## [Extracted material]
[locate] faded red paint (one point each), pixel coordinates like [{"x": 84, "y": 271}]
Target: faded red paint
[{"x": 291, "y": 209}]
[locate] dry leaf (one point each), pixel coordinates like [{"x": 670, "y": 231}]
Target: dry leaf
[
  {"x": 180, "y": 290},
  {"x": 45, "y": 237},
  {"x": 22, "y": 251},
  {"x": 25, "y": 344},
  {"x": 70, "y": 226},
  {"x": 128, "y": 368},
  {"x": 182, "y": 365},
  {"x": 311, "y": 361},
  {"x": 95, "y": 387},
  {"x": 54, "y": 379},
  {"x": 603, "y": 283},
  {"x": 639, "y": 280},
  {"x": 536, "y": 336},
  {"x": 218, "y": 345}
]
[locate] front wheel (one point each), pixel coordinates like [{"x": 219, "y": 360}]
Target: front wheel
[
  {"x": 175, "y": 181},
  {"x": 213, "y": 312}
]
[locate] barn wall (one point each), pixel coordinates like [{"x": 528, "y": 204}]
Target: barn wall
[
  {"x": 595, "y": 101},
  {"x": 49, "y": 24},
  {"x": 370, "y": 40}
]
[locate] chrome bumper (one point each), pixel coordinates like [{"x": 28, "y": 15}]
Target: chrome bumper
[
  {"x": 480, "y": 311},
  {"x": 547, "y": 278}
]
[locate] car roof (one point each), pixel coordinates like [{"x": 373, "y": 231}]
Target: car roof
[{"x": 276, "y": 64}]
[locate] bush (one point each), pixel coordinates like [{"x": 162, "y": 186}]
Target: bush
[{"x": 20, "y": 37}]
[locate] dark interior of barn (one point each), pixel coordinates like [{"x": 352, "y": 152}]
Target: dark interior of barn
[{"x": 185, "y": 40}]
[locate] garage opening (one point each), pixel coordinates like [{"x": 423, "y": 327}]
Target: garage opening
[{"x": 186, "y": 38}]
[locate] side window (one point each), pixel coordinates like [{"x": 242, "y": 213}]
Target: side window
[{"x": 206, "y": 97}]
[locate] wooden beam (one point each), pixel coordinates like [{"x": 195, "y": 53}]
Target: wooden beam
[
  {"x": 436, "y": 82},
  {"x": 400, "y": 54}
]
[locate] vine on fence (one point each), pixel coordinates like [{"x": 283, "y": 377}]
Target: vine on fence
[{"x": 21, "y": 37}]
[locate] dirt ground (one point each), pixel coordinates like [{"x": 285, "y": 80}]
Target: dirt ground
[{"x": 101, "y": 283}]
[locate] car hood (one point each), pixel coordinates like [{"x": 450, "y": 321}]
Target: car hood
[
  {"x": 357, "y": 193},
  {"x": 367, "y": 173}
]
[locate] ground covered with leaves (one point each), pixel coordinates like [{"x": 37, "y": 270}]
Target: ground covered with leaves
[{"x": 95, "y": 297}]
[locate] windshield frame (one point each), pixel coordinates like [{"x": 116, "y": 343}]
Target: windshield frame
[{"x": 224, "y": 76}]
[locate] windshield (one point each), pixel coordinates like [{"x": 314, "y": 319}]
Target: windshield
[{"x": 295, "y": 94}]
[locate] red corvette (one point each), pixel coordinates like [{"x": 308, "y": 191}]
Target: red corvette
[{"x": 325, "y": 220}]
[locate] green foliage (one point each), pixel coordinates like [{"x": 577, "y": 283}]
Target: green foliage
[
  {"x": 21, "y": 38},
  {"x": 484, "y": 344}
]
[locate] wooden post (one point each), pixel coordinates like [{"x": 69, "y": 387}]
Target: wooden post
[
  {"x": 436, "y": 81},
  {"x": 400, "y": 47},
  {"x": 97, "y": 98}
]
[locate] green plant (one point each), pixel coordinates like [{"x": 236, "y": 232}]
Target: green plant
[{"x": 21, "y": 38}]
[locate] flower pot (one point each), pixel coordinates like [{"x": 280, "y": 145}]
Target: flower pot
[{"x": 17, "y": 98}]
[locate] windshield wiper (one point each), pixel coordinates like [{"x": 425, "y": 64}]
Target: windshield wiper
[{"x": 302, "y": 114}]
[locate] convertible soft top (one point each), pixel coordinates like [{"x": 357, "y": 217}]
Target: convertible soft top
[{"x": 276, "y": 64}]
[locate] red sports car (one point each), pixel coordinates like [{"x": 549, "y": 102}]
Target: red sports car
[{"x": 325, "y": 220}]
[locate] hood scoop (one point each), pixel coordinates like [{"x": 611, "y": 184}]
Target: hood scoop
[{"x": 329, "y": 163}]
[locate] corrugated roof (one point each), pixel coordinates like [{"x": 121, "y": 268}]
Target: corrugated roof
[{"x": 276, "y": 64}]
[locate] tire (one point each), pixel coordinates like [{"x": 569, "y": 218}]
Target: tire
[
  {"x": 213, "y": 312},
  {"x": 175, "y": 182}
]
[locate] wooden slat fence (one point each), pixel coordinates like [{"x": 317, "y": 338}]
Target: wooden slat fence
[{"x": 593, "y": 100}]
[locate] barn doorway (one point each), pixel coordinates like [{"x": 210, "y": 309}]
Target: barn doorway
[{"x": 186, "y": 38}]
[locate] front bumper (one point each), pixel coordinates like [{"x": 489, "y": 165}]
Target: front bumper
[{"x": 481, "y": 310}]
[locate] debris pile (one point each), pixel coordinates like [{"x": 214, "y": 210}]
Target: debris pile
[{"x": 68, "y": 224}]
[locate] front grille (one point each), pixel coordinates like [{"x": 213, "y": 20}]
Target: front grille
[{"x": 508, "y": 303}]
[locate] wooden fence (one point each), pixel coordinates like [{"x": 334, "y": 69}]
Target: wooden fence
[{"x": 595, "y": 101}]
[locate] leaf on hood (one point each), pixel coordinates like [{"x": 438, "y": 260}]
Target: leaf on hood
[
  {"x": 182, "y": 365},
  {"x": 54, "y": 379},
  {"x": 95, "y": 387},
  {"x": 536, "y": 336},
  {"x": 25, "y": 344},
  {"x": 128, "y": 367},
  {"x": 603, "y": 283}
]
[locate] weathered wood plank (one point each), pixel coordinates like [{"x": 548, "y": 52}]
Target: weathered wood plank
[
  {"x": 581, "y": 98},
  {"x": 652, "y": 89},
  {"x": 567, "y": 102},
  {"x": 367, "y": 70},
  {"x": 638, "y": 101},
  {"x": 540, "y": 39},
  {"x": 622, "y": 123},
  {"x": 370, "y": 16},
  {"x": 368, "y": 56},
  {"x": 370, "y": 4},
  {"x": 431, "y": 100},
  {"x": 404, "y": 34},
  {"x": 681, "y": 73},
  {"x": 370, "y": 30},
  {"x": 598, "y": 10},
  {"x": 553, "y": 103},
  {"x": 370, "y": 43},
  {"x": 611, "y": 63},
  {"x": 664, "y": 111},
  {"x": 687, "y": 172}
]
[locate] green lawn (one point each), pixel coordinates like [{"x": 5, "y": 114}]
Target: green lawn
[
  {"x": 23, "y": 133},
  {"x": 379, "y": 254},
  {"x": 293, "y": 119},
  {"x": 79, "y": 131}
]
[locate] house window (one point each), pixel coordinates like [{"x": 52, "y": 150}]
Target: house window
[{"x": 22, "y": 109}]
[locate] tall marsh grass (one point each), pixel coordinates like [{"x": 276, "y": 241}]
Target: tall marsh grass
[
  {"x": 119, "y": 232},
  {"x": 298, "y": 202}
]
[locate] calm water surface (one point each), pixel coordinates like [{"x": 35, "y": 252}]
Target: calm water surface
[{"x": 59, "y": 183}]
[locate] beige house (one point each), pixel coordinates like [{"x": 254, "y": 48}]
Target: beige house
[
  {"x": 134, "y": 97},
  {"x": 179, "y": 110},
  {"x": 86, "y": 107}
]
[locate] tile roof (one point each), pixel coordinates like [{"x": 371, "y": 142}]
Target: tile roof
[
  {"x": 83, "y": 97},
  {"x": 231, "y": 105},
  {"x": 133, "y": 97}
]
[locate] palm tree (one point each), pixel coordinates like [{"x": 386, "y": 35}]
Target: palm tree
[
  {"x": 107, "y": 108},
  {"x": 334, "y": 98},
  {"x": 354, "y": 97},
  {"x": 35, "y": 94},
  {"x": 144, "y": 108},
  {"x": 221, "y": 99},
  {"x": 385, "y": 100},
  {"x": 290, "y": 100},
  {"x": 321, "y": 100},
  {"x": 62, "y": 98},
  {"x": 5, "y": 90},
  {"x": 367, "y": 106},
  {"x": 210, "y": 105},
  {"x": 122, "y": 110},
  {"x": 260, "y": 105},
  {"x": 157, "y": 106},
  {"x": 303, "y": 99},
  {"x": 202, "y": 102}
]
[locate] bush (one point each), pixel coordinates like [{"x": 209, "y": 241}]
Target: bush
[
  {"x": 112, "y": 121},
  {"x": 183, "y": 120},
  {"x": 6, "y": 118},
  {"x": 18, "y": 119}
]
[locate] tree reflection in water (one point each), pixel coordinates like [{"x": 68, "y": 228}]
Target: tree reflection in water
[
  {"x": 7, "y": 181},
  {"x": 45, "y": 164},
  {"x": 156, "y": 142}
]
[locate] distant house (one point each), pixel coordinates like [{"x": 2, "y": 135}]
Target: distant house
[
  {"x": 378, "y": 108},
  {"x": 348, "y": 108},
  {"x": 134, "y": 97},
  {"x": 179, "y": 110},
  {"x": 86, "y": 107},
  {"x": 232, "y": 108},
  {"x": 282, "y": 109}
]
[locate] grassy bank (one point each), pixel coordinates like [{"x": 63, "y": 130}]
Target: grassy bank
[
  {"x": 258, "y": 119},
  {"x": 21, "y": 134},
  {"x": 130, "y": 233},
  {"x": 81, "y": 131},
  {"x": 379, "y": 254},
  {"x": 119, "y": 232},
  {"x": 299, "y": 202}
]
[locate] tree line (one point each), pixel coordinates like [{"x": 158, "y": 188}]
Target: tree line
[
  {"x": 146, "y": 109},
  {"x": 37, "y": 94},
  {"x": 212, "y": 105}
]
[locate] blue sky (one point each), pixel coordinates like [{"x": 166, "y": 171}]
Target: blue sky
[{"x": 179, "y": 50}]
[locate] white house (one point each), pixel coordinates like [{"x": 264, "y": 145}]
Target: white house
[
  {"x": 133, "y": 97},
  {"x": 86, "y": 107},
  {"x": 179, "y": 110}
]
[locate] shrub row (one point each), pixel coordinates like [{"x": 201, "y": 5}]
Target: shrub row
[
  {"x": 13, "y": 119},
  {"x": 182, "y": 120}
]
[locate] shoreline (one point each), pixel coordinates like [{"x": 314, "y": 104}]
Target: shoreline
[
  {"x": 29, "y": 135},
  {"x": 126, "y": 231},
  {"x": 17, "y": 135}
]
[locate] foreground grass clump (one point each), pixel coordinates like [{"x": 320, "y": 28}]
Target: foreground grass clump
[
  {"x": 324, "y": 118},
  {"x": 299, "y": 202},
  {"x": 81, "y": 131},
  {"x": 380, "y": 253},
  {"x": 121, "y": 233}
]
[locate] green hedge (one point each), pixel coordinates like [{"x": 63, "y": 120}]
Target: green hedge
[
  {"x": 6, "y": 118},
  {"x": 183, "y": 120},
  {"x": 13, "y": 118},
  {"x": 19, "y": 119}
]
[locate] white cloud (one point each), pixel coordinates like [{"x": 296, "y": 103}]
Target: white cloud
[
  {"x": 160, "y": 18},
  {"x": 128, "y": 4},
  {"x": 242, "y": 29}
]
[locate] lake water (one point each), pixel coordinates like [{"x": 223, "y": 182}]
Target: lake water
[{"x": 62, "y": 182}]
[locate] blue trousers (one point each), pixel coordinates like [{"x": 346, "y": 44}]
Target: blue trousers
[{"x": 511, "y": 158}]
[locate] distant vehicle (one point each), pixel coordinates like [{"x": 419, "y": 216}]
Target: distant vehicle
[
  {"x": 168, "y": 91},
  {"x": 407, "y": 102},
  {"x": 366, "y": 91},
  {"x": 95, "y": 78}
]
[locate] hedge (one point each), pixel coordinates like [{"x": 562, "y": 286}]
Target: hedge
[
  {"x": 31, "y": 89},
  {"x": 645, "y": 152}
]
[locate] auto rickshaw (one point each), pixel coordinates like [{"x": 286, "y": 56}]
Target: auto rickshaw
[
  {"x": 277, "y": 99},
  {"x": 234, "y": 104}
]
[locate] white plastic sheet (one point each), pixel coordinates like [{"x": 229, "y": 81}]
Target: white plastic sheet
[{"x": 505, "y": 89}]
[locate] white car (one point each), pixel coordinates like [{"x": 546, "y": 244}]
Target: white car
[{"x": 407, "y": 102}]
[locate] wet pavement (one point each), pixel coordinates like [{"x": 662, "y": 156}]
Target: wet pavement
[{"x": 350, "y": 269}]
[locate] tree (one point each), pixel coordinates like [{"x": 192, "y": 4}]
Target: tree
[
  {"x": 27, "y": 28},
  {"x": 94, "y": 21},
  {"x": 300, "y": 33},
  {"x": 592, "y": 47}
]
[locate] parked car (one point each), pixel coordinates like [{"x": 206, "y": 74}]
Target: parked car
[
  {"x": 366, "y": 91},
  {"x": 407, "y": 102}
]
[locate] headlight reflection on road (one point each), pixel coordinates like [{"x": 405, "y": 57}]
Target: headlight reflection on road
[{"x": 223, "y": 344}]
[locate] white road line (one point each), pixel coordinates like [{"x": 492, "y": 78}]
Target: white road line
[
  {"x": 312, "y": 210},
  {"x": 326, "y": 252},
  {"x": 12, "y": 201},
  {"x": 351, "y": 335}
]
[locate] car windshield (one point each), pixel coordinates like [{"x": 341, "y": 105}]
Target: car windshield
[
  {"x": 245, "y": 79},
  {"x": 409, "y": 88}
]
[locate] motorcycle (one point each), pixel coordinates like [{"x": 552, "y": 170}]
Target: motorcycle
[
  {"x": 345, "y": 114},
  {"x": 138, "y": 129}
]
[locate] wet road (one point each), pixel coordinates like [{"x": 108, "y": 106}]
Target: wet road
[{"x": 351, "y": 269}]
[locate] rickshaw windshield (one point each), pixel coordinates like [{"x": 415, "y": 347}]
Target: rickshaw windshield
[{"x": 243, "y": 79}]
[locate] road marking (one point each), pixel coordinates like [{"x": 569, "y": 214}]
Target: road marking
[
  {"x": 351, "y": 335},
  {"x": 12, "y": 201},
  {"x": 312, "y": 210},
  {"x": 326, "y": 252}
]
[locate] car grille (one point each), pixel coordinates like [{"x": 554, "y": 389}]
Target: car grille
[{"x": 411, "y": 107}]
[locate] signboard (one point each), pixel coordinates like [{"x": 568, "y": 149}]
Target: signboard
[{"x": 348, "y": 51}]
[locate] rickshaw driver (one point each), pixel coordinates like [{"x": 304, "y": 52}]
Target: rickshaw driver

## [Set problem]
Take the line in which "[locate] parked car" occurs and each subsequent line through the end; give these lines again without alteration.

## [Exercise output]
[locate] parked car (one point each), pixel coordinates like [{"x": 206, "y": 74}]
Target: parked car
[
  {"x": 366, "y": 91},
  {"x": 407, "y": 102}
]
[locate] headlight reflection on road (one point each), pixel coordinates like [{"x": 405, "y": 57}]
Target: headlight reflection on road
[{"x": 223, "y": 344}]
[locate] white road line (one point each), pixel coordinates like [{"x": 492, "y": 78}]
Target: white road line
[
  {"x": 312, "y": 210},
  {"x": 326, "y": 252},
  {"x": 12, "y": 201},
  {"x": 351, "y": 335}
]
[locate] car windshield (one point each), pixel coordinates like [{"x": 341, "y": 105}]
Target: car windshield
[
  {"x": 245, "y": 79},
  {"x": 409, "y": 88}
]
[locate] motorcycle (one point each), pixel coordinates like [{"x": 552, "y": 170}]
Target: motorcycle
[
  {"x": 345, "y": 114},
  {"x": 138, "y": 129}
]
[locate] wet road (one point each), pixel coordinates like [{"x": 108, "y": 106}]
Target: wet road
[{"x": 351, "y": 269}]
[locate] rickshaw windshield (one point each), pixel coordinates like [{"x": 415, "y": 347}]
Target: rickshaw windshield
[{"x": 243, "y": 79}]
[locate] road marking (one point each), pixel coordinates like [{"x": 569, "y": 214}]
Target: road marking
[
  {"x": 351, "y": 335},
  {"x": 12, "y": 201},
  {"x": 312, "y": 210},
  {"x": 326, "y": 252}
]
[locate] car grille (one point each), pixel coordinates like [{"x": 554, "y": 389}]
Target: car grille
[{"x": 411, "y": 107}]
[locate] signboard (one point each), pixel coordinates like [{"x": 568, "y": 149}]
Target: signboard
[{"x": 348, "y": 51}]
[locate] rickshaw driver (one point each), pixel coordinates like [{"x": 304, "y": 52}]
Target: rickshaw driver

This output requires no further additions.